**TASK TO CARRY OUT:** A faithful transcription of the entries below is required.

**THE INPUT:**
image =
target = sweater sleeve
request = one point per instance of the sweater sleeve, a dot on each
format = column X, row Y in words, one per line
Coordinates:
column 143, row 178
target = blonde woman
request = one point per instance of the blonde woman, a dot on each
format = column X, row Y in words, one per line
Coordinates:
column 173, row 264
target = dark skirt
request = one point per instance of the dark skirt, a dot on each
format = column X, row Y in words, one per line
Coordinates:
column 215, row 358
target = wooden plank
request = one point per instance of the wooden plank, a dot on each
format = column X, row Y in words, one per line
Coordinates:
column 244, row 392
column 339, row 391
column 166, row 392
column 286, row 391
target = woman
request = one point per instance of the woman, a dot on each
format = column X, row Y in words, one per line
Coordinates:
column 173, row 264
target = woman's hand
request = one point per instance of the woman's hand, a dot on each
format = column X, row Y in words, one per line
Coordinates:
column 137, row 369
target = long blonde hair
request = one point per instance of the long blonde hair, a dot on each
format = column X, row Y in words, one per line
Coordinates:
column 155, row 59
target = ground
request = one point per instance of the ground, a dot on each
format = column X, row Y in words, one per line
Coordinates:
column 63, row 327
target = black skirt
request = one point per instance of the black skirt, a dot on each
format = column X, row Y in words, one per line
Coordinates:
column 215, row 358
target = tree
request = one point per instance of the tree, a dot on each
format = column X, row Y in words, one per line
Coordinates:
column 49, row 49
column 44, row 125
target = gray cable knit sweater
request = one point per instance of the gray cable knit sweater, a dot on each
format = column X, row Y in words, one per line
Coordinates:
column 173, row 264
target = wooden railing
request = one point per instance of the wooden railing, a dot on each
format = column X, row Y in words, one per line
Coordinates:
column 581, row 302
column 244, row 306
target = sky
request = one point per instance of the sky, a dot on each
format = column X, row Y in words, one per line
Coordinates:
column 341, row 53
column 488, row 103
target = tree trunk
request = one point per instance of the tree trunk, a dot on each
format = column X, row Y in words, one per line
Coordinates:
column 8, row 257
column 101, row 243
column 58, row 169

**COMPLETED EXERCISE:**
image =
target = sweater sleeve
request = one point per instance of the sweater sleeve, a dot on each
format = column X, row Y in words, one per line
Coordinates:
column 143, row 178
target = blonde woman
request = one point per instance of the blonde woman, a dot on each
format = column X, row Y in words, one per line
Coordinates:
column 173, row 264
target = dark skirt
request = one point per instance of the dark skirt, a dot on each
format = column X, row Y in words, one per line
Coordinates:
column 215, row 358
target = wooden plank
request = one point per instance of the wooden plank, a dot on each
format = column X, row Y in words, one per line
Coordinates:
column 244, row 392
column 339, row 391
column 166, row 392
column 286, row 391
target = woman
request = one point per instance of the woman, a dot on each
format = column X, row Y in words, one per line
Coordinates:
column 173, row 264
target = woman's hand
request = one point per instance of the woman's hand, a dot on each
format = column X, row Y in words, one per line
Coordinates:
column 137, row 369
target = long blonde hair
request = one point per instance of the long blonde hair, a dot on each
format = column X, row Y in words, one per line
Coordinates:
column 155, row 59
target = ground
request = one point per instance of the ground, a dot on each
format = column X, row Y in words, one per line
Coordinates:
column 63, row 327
target = black skirt
request = one point per instance of the black skirt, a dot on each
format = column X, row Y in words, one per line
Coordinates:
column 215, row 358
target = tree
request = one point per instance of the tree, a dot on each
format = column X, row Y in words, one per line
Coordinates:
column 49, row 49
column 44, row 125
target = gray cable knit sweater
request = one point per instance of the gray cable knit sweater, a dot on each
format = column X, row Y in words, one per line
Coordinates:
column 173, row 264
target = wooden railing
request = one point per instance of the wooden railing, a dot on each
format = column X, row Y in words, one per line
Coordinates:
column 581, row 302
column 244, row 306
target = sky
request = one point per instance of the sky, a dot on each
format = column X, row Y in words, one per line
Coordinates:
column 341, row 53
column 488, row 103
target = tree trunk
request = one point per instance of the tree trunk, a dot on each
format = column X, row Y in words, one per line
Coordinates:
column 8, row 257
column 101, row 243
column 58, row 169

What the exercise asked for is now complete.